2006N-0464 Electronic Submission of Regulatory Information, and Creating an Electronic Platform for Enhanced Information Management; Public Hearing
FDA Comment Number : EC29
Submitter : Dr. John Aitken Date & Time: 01/19/2007 10:01:15
Organization : Dr. John Aitken
Category : Drug Industry
Issue Areas/Comments
GENERAL
GENERAL
I work for a medium-sized pharmaceutical company that has been submitting INDs electronically as eCTD to CDER and CBER since early 2005. We made the decision to do this because we already preparing all of our documents electronically. The company was large enough to justify making this change financially, plus we had electronic document management and publishing systems in place, existing publishing staff, internal IT support, and enough regular submissions to keep publishing staff fully occupied.

For many small companies this is not the case. They cannot justify the cost of implementing the electronic systems needed to produce electronic documents and prepare eCTD submissions, nor to hire and train the staff to use and support those systems, when they only have one or two INDs. An alternative for small companies would be to outsource electronic submissions to contract research organizations. This means that small companies would be totally dependent on CROs to create and maintain their INDs, at much greater cost than manually preparing IND submissions as paper. In addition, many small companies have no intention of developing their drugs past phase 1 or 2, and plan to license their drugs to big pharma. They see no benefit to submitting INDs electronically if the licensor and not the small company will be compiling the eNDA or eBLA.

Saved entries
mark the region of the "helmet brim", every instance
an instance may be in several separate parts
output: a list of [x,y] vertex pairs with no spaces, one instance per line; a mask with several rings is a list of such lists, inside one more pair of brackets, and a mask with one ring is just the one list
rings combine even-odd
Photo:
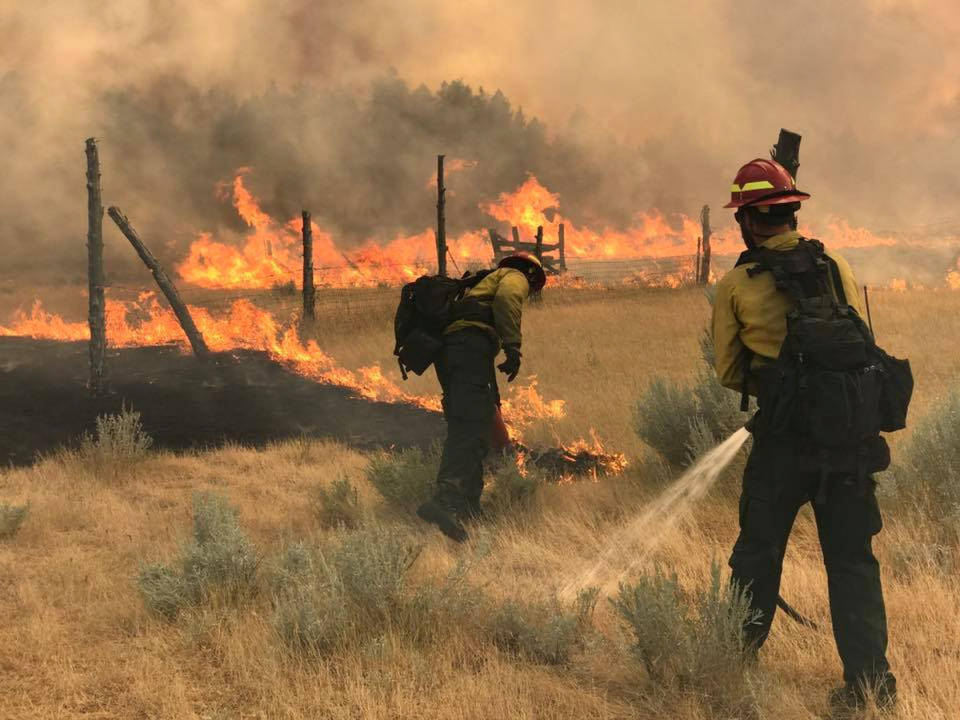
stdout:
[[755,200],[731,200],[726,205],[725,208],[742,208],[742,207],[769,207],[770,205],[785,205],[786,203],[794,202],[805,202],[810,199],[809,193],[800,192],[799,190],[793,190],[787,193],[778,193],[776,195],[771,195],[768,197],[760,197]]

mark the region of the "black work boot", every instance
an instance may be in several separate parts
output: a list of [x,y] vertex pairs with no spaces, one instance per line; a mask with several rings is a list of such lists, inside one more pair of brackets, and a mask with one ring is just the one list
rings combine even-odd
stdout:
[[417,516],[431,525],[436,525],[440,532],[451,540],[464,542],[468,535],[460,520],[457,517],[456,508],[449,503],[443,502],[439,498],[427,500],[423,505],[417,508]]

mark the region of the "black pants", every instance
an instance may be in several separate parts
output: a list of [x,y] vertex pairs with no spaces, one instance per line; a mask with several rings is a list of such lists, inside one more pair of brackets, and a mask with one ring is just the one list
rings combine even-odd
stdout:
[[499,402],[496,355],[489,333],[468,328],[445,336],[436,360],[447,421],[437,499],[457,510],[478,505],[483,493],[483,459],[490,451]]
[[[740,498],[740,536],[730,557],[733,579],[748,588],[761,613],[745,628],[759,648],[776,611],[787,539],[797,512],[813,501],[819,473],[797,470],[803,458],[789,440],[755,442],[747,461]],[[813,503],[827,571],[830,616],[844,680],[890,682],[886,659],[887,619],[880,568],[871,547],[882,527],[874,483],[851,475],[830,475],[826,499]]]

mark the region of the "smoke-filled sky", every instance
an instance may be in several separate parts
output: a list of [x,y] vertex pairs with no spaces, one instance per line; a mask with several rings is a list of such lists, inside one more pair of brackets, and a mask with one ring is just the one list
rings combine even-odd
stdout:
[[695,214],[781,126],[810,216],[915,228],[960,217],[958,36],[950,0],[0,0],[0,248],[82,243],[91,135],[168,247],[240,166],[344,243],[422,231],[438,152],[478,161],[454,230],[528,171],[594,224]]

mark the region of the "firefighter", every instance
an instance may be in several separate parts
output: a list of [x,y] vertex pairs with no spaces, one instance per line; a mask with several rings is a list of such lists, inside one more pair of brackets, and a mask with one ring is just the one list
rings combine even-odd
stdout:
[[[740,533],[730,558],[732,579],[746,589],[752,609],[759,612],[759,619],[744,628],[748,646],[759,650],[776,610],[791,527],[799,509],[812,502],[833,633],[843,663],[844,685],[831,693],[830,703],[858,708],[873,693],[879,705],[890,706],[896,699],[896,680],[886,659],[887,621],[879,565],[871,547],[881,518],[870,473],[889,464],[886,443],[877,433],[876,442],[844,450],[828,462],[803,433],[757,429],[772,427],[781,408],[790,407],[788,391],[782,389],[786,387],[783,375],[779,385],[776,376],[778,363],[783,362],[778,359],[781,346],[788,339],[787,314],[799,305],[785,288],[806,283],[798,275],[800,282],[791,286],[789,273],[783,271],[791,266],[778,259],[803,255],[801,247],[809,250],[811,257],[819,257],[819,265],[812,263],[826,279],[825,292],[842,298],[853,313],[862,316],[857,282],[846,261],[792,229],[800,204],[809,197],[797,190],[781,165],[758,159],[737,173],[726,205],[736,210],[747,252],[717,285],[716,372],[721,384],[744,393],[742,409],[746,409],[747,393],[758,396],[759,405],[748,423],[754,437],[743,476]],[[759,258],[767,258],[765,266]],[[779,275],[773,271],[776,267],[781,268]],[[803,391],[824,393],[823,387]],[[833,401],[819,399],[827,404]],[[807,397],[810,407],[816,407],[817,401],[816,396]],[[792,422],[787,418],[783,427],[796,428]]]
[[531,293],[539,292],[546,280],[536,256],[525,252],[510,255],[460,301],[463,307],[470,307],[464,313],[470,319],[454,320],[444,331],[435,364],[447,437],[435,494],[417,509],[417,515],[457,542],[467,539],[463,521],[480,511],[483,459],[499,421],[496,357],[502,348],[506,359],[496,368],[513,382],[522,357],[523,303]]

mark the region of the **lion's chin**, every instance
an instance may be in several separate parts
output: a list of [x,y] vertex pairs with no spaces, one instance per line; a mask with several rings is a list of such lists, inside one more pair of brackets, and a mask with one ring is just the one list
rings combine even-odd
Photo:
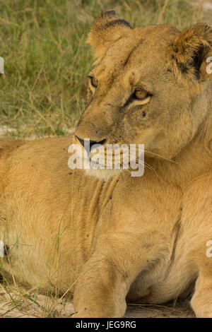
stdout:
[[86,174],[90,177],[95,177],[101,180],[107,181],[114,177],[115,175],[119,174],[121,170],[103,170],[98,169],[93,170],[90,168],[89,170],[85,170]]

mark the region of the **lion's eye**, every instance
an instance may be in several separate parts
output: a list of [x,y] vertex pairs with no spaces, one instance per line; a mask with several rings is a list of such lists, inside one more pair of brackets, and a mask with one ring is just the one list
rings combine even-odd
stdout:
[[89,78],[90,80],[90,83],[91,85],[93,86],[93,88],[97,88],[98,81],[96,80],[94,77],[93,76],[89,76]]
[[147,91],[144,90],[136,90],[134,92],[134,96],[136,99],[145,99],[149,96],[149,94]]

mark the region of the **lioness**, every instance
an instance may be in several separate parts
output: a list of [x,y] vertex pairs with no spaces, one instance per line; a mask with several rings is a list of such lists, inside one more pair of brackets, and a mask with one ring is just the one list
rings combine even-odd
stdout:
[[2,138],[4,269],[73,292],[76,317],[192,290],[196,315],[212,317],[212,28],[132,30],[110,11],[88,39],[97,61],[73,142],[144,144],[147,167],[71,170],[72,138]]

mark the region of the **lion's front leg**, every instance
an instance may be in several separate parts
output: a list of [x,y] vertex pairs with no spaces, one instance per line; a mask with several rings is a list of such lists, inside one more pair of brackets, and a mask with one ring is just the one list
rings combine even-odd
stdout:
[[75,317],[122,317],[129,280],[110,258],[93,257],[84,266],[74,292]]
[[160,242],[161,246],[146,245],[148,238],[157,242],[158,232],[136,235],[121,232],[98,239],[77,280],[73,295],[76,317],[124,315],[125,299],[132,282],[154,259],[164,254],[164,241]]
[[[127,242],[127,239],[126,239]],[[136,254],[118,237],[100,238],[74,291],[75,317],[122,317],[128,290],[139,273]]]

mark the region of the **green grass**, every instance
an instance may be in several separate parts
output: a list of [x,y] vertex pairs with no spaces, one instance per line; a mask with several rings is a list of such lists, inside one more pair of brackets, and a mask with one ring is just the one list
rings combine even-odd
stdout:
[[[166,23],[182,30],[209,22],[189,0],[0,0],[0,128],[16,137],[67,135],[85,107],[94,18],[115,8],[133,27]],[[208,16],[208,17],[207,17]]]

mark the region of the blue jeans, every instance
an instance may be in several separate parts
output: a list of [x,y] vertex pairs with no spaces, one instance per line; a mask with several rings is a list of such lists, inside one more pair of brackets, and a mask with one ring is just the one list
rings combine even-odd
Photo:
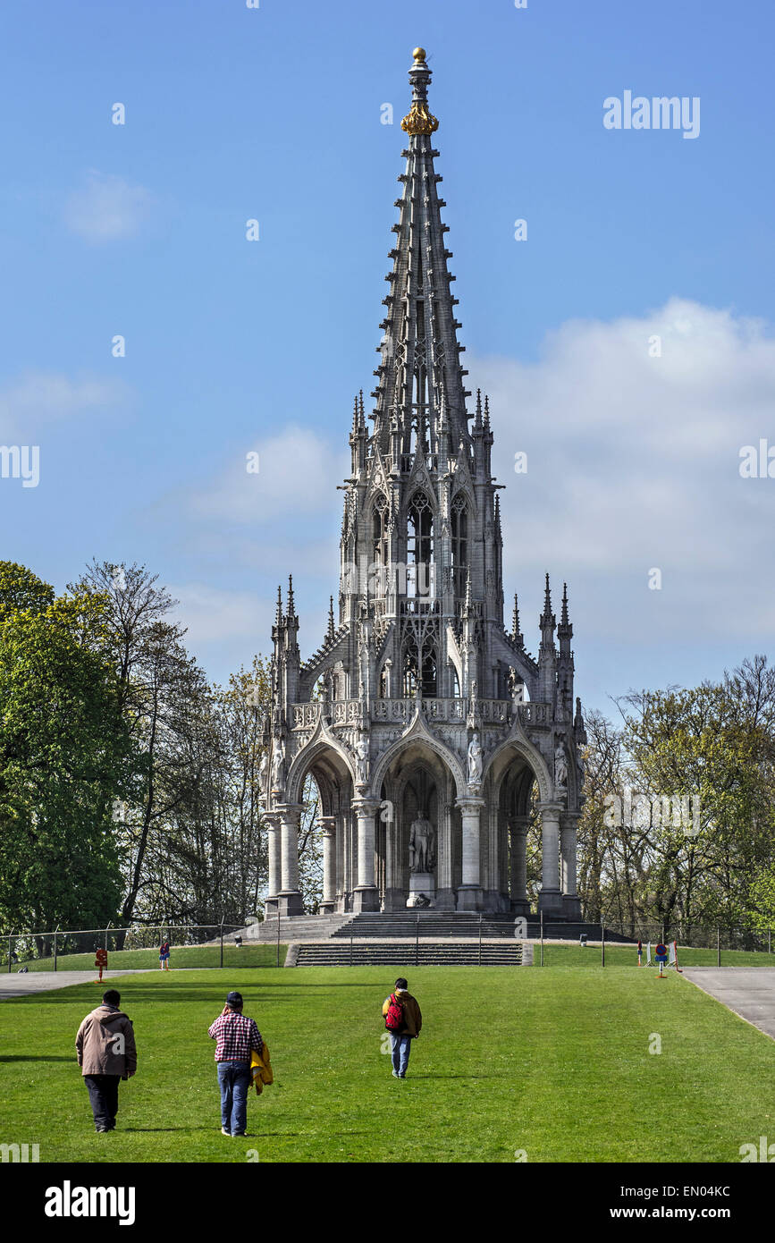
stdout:
[[219,1062],[217,1073],[221,1089],[221,1126],[230,1135],[246,1131],[250,1066],[247,1062]]
[[389,1035],[392,1069],[396,1075],[405,1075],[409,1065],[409,1054],[411,1052],[411,1035],[397,1035],[395,1032],[390,1032]]

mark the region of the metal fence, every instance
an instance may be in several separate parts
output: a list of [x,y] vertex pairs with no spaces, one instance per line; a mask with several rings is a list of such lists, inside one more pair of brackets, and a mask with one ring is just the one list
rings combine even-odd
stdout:
[[[9,972],[27,968],[60,970],[60,958],[68,955],[93,956],[106,950],[108,956],[119,950],[158,950],[161,940],[170,942],[173,953],[184,947],[207,946],[220,950],[217,966],[224,966],[227,946],[242,946],[243,924],[133,924],[128,927],[55,929],[53,931],[7,932],[2,936]],[[278,955],[279,957],[279,955]],[[230,963],[232,966],[233,963]],[[91,963],[84,966],[89,966]]]

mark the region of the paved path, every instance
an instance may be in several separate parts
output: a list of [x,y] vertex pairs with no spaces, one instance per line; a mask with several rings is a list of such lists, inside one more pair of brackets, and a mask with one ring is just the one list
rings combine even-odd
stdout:
[[[102,979],[107,983],[118,976],[135,976],[145,971],[159,973],[156,967],[135,967],[132,971],[106,971]],[[91,971],[27,971],[21,976],[6,971],[0,973],[0,1002],[6,1002],[9,997],[26,997],[29,993],[48,993],[53,988],[67,988],[68,984],[88,984],[96,978],[94,967]]]
[[684,967],[683,975],[775,1039],[775,967]]

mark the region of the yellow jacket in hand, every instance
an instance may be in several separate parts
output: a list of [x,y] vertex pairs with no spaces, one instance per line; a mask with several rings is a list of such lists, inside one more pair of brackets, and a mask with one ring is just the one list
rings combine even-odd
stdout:
[[270,1050],[266,1040],[263,1042],[261,1053],[256,1053],[255,1049],[251,1049],[251,1080],[258,1096],[263,1091],[265,1084],[268,1085],[274,1083],[272,1063],[270,1062]]

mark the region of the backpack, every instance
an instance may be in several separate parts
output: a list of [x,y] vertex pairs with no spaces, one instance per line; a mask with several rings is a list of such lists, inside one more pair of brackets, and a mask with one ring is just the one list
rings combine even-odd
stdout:
[[390,994],[390,1006],[385,1014],[385,1029],[388,1032],[400,1032],[404,1027],[404,1007],[395,993]]

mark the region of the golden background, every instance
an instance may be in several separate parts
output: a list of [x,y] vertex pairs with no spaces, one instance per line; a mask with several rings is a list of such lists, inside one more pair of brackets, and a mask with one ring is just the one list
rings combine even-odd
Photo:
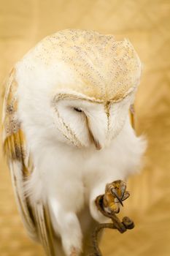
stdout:
[[[128,37],[144,64],[136,125],[148,149],[144,170],[128,181],[123,209],[136,227],[123,235],[107,231],[104,256],[170,255],[169,25],[169,0],[0,0],[1,85],[36,42],[66,28]],[[1,156],[0,169],[0,255],[44,255],[25,233]]]

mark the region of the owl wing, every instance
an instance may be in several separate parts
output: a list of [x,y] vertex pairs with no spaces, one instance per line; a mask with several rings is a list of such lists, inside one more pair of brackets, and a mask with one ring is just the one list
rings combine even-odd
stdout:
[[23,225],[34,240],[43,245],[47,255],[54,255],[50,215],[42,202],[30,203],[24,192],[24,181],[34,172],[24,132],[18,118],[18,84],[15,69],[9,74],[4,93],[2,116],[3,148],[10,170],[17,204]]

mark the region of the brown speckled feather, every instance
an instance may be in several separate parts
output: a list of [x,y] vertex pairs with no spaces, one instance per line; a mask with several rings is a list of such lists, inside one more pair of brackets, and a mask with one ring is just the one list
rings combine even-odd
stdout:
[[3,148],[10,169],[15,197],[23,225],[30,237],[39,240],[47,255],[54,255],[53,234],[48,210],[39,202],[31,206],[25,196],[24,181],[34,171],[24,132],[18,116],[18,83],[13,69],[6,83],[2,118]]

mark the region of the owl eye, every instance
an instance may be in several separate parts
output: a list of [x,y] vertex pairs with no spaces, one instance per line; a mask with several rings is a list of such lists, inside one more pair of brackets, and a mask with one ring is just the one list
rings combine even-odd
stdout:
[[82,110],[77,108],[74,108],[74,110],[75,110],[77,112],[82,112]]

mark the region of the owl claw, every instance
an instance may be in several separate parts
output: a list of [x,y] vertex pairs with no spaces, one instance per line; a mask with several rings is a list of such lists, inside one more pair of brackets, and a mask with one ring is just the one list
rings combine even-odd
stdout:
[[123,201],[129,197],[125,191],[126,184],[121,180],[107,184],[104,196],[104,207],[111,209],[115,214],[119,212],[119,203],[123,206]]
[[115,196],[117,199],[117,200],[121,204],[121,206],[123,206],[123,204],[122,203],[122,197],[121,198],[119,197],[119,195],[118,195],[116,189],[112,189],[111,192],[112,192],[112,194],[113,195],[113,196]]

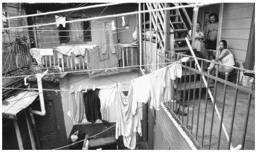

(Task description):
Please continue the public comment on electronic IND submissions from where it stops.

(Task response):
FDAs approach to mandating electronic submissions might want to consider requiring, for example, all NDAs and BLAs as eCTD, but initially only INDs that have reached reach a certain phase of development. This will reduce the burden on small companies with early INDs. However, any company that can afford a phase 3 drug development program can afford to submit eCTDs. For many, the main reason they do not do so is to avoid 21 CFR part 11.